┌──

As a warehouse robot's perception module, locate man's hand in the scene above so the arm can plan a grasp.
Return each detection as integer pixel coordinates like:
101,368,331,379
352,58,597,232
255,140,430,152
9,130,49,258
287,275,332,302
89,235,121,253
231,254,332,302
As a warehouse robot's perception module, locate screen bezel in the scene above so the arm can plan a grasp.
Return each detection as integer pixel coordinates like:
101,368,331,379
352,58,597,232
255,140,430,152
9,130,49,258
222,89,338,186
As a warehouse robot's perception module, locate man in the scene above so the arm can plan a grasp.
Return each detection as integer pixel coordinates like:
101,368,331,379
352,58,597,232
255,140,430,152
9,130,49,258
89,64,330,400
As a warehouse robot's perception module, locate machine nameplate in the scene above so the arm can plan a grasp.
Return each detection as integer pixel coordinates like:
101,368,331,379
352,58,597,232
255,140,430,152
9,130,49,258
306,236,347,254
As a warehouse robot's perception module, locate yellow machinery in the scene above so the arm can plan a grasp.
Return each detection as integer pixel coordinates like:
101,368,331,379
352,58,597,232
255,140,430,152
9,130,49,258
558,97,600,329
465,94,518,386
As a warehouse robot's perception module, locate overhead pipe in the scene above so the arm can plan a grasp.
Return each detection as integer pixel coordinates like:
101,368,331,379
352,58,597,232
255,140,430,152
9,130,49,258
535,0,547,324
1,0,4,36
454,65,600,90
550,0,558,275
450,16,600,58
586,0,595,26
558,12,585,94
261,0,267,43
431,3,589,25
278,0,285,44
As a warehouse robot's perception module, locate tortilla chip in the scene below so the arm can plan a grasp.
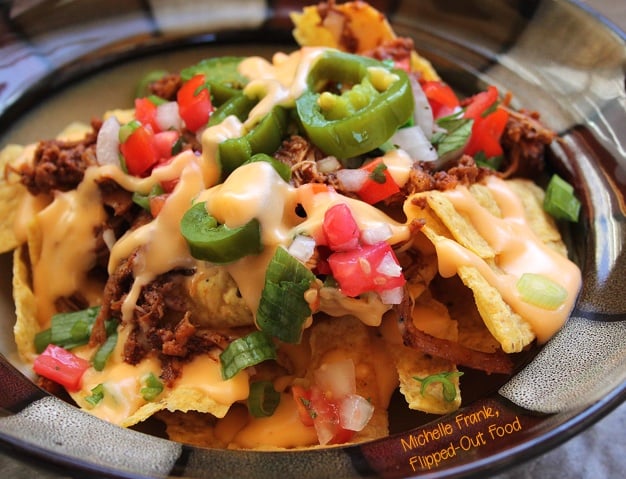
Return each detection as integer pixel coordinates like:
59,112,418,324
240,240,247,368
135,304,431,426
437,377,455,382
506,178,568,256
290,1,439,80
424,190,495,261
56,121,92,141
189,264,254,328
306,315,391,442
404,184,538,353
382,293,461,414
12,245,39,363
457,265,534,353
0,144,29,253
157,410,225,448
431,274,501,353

└──

Above are the records; set down exactly the lines from the line containing "As a warehouse robot's perception module, locate yellow" through their last line, leaving every picture out.

**Written reply**
As a warehouse robot's perception module, locate yellow machinery in the scene above so the arm can plan a grasp.
Return each detection as integer pixel coordinates like:
101,368,331,379
352,58,597,232
255,140,430,152
9,130,49,258
558,97,600,329
465,94,518,386
As a warehouse robot's perception module, locate overhead pipe in the scene above so the arm can plan a grasp.
Return each detection as integer pixel coordinates like:
101,368,331,379
352,58,597,232
255,140,430,152
9,130,49,258
535,0,547,324
1,0,4,36
454,65,600,90
550,0,558,275
450,16,600,58
586,0,595,26
558,12,585,94
261,0,267,43
431,3,589,25
278,0,285,44
As a warehouse robot's perception module, locate tortilla chip in the scene below so the arm can plan a grasp.
Return each detection as integer pixel coordinates like:
59,112,418,324
240,240,247,368
135,304,431,426
437,377,455,382
506,178,568,256
290,1,439,80
424,190,495,261
56,121,92,141
189,264,254,328
306,315,391,442
404,184,538,353
382,293,461,414
12,245,39,363
457,265,534,353
0,144,29,253
157,410,225,448
431,274,501,353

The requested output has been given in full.